Instructions to follow: Please return all of the data below unchanged, but leave out the pictures.
▬▬▬▬▬▬▬▬▬▬
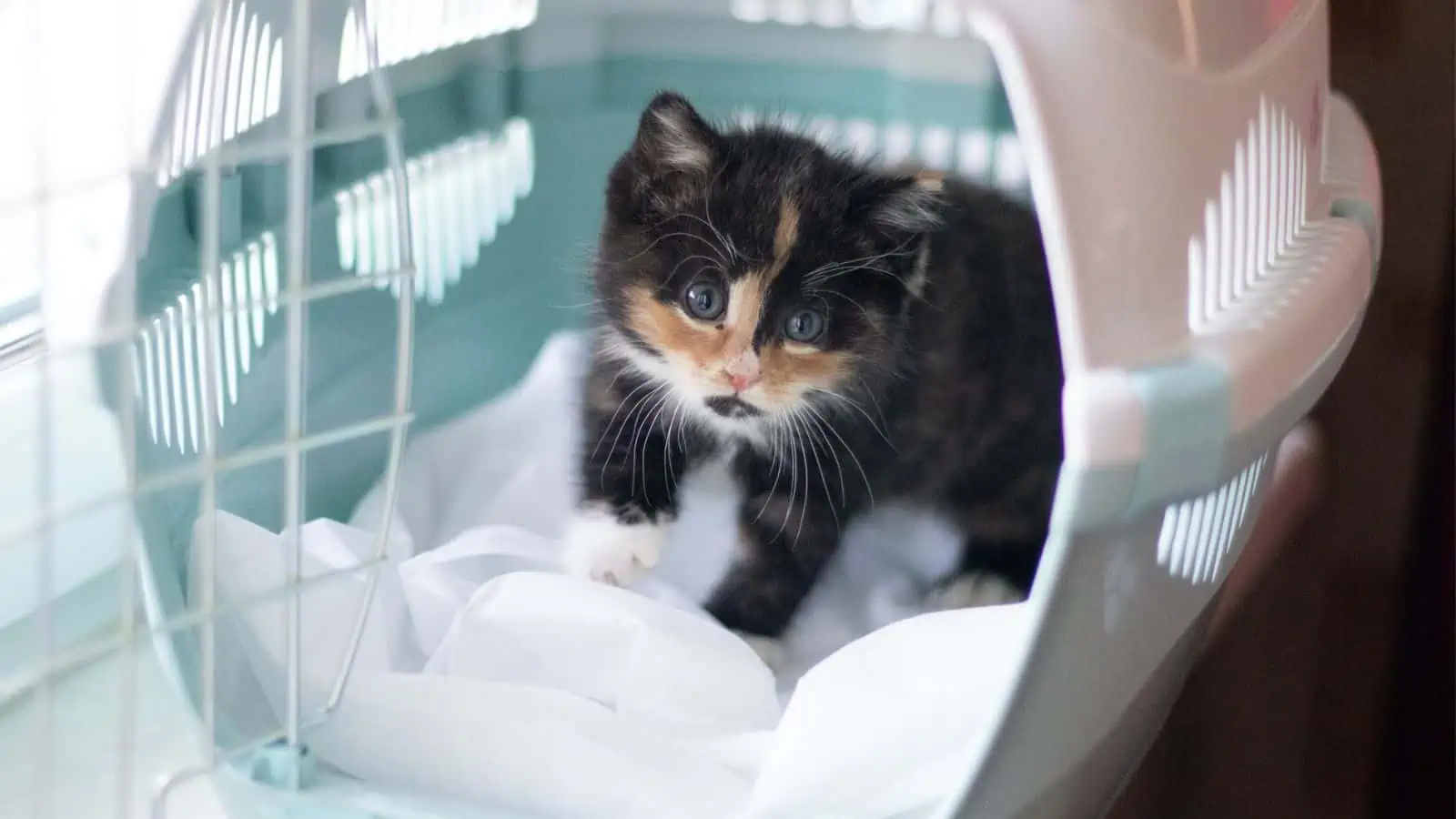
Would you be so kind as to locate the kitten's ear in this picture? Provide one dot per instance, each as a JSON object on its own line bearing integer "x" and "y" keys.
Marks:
{"x": 903, "y": 206}
{"x": 674, "y": 140}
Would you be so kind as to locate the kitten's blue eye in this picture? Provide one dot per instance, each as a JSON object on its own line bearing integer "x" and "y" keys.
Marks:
{"x": 705, "y": 300}
{"x": 804, "y": 327}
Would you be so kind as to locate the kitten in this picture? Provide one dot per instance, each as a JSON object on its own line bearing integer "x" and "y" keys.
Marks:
{"x": 844, "y": 334}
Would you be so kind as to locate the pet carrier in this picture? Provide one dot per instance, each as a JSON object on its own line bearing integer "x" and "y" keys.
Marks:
{"x": 359, "y": 217}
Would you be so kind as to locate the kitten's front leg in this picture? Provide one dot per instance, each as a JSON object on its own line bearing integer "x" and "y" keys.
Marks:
{"x": 630, "y": 467}
{"x": 788, "y": 530}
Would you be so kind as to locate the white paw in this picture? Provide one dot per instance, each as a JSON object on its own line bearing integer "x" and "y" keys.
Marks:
{"x": 608, "y": 551}
{"x": 972, "y": 591}
{"x": 769, "y": 651}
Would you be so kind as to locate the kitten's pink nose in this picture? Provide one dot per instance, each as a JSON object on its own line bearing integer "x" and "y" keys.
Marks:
{"x": 743, "y": 370}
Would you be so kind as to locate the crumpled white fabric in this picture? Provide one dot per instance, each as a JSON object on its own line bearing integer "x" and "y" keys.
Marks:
{"x": 487, "y": 675}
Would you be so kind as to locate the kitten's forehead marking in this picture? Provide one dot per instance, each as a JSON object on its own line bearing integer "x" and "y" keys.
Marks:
{"x": 785, "y": 235}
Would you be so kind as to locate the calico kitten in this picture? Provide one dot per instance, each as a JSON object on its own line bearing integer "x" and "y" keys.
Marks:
{"x": 844, "y": 334}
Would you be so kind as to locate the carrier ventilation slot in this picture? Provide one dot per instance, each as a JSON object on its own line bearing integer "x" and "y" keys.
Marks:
{"x": 944, "y": 18}
{"x": 233, "y": 84}
{"x": 414, "y": 28}
{"x": 208, "y": 336}
{"x": 459, "y": 197}
{"x": 1257, "y": 230}
{"x": 1198, "y": 535}
{"x": 976, "y": 153}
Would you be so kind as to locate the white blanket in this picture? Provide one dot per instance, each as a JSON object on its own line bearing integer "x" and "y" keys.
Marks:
{"x": 487, "y": 675}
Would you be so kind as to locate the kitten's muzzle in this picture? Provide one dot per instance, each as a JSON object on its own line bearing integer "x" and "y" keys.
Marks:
{"x": 732, "y": 407}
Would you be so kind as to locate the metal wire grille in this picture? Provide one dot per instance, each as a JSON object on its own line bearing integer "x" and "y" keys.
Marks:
{"x": 249, "y": 72}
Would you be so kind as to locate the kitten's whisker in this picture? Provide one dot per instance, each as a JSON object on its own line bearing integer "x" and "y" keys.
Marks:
{"x": 640, "y": 404}
{"x": 804, "y": 508}
{"x": 820, "y": 421}
{"x": 684, "y": 259}
{"x": 664, "y": 237}
{"x": 829, "y": 500}
{"x": 861, "y": 410}
{"x": 830, "y": 270}
{"x": 775, "y": 445}
{"x": 612, "y": 420}
{"x": 667, "y": 464}
{"x": 848, "y": 450}
{"x": 727, "y": 247}
{"x": 794, "y": 480}
{"x": 644, "y": 426}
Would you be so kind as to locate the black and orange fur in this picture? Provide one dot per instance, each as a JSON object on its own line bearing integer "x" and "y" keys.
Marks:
{"x": 936, "y": 379}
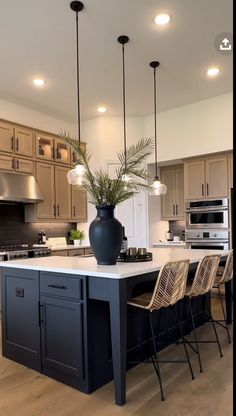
▬▬▬▬▬▬▬▬▬▬
Task result:
Would you be so kind as to locate the kitten's ear in this picture? Provide one dot per instance, each as a JSON object on its own line bearing integer "x" and "y" keys.
Marks:
{"x": 903, "y": 206}
{"x": 674, "y": 140}
Would you be so kind as to locate the kitten's blue eye in this picture? Provide one dot per instance, each as a JSON object on its own line bearing integer "x" and "y" keys.
Marks:
{"x": 705, "y": 300}
{"x": 804, "y": 327}
Would you be so kind as to locate the kitten in this picture? Provide one dot per instance, each as a JSON object on its own line bearing integer "x" and "y" keys.
Marks:
{"x": 844, "y": 334}
Would you be so kind as to locate the pet carrier in this picture? Provide one dot per instance, each as a JSON object on its own line bearing integer "x" and "y" keys.
Marks:
{"x": 359, "y": 217}
Would you be so kind as to locate the kitten's front leg in this picture? Provide one dot per instance, each as a JSON object on its own line bearing integer "x" and "y" keys.
Marks:
{"x": 630, "y": 467}
{"x": 788, "y": 530}
Would you be so kind as to locate the white paw in this picture? Provide one dot per instance, each as a JSON object on its own line bearing integer "x" and "y" keys.
Marks:
{"x": 608, "y": 551}
{"x": 972, "y": 591}
{"x": 769, "y": 651}
Would you be so kind as to locate the kitten's pink nose in this picture? Provide one dot per instance, each as a JSON object on its own line bearing integer "x" and "y" keys.
Marks:
{"x": 743, "y": 370}
Would you be so kind as to locate the crumpled white fabric in this picture? Provide one dot per instance, each as a JSON object on its own line bearing integer "x" and "y" keys.
Marks:
{"x": 487, "y": 675}
Would you be so kind as to locate the kitten's forehead marking in this picture? Provide one dot per instance, each as a JSON object on its own line bearing integer "x" and "y" keys.
Marks:
{"x": 785, "y": 235}
Would you be so kind as to locate the calico kitten in this picture? Provide one dot per instance, each as a JSON object on its own line bearing integer "x" and "y" keys.
Marks:
{"x": 844, "y": 334}
Would you be so kind as to locate the carrier ventilation slot in this picture? Provide one dot per instance, each as a JSON object on its own line bearing integer "x" and "y" keys.
Marks:
{"x": 944, "y": 18}
{"x": 233, "y": 84}
{"x": 414, "y": 28}
{"x": 208, "y": 336}
{"x": 459, "y": 197}
{"x": 1257, "y": 230}
{"x": 1198, "y": 535}
{"x": 976, "y": 153}
Would you be so kind as to locate the white blanket in this picture? Provide one dot per instance, each as a JSON object on its own line bearing integer "x" and "y" keys.
Marks:
{"x": 487, "y": 675}
Would you be so kind as to locate the kitten's muzzle in this picture? Provide one dot per instance, each as a JSON object on its own line bearing integer "x" and "y" keys.
Marks:
{"x": 732, "y": 407}
Would you be so kind as to locate the metal wire grille in this picture? Provide one dot per instance, each as a JSON object on its own line bearing integer "x" and "y" keys.
Marks:
{"x": 249, "y": 72}
Would you be so kind as to locate the kitten's whisker in this picture? Provide one dot per instance, each as a JSON object on its own line bearing integer "x" and "y" keys.
Marks:
{"x": 640, "y": 404}
{"x": 804, "y": 508}
{"x": 820, "y": 421}
{"x": 684, "y": 259}
{"x": 664, "y": 237}
{"x": 829, "y": 500}
{"x": 861, "y": 410}
{"x": 830, "y": 270}
{"x": 775, "y": 445}
{"x": 612, "y": 420}
{"x": 667, "y": 464}
{"x": 848, "y": 450}
{"x": 727, "y": 247}
{"x": 794, "y": 480}
{"x": 644, "y": 426}
Would you be so kind as to locate the black and orange fur in this picture? Provide one dot per instance, each as a JSON object on its own line bearing integer "x" and "y" keys.
Marks:
{"x": 936, "y": 379}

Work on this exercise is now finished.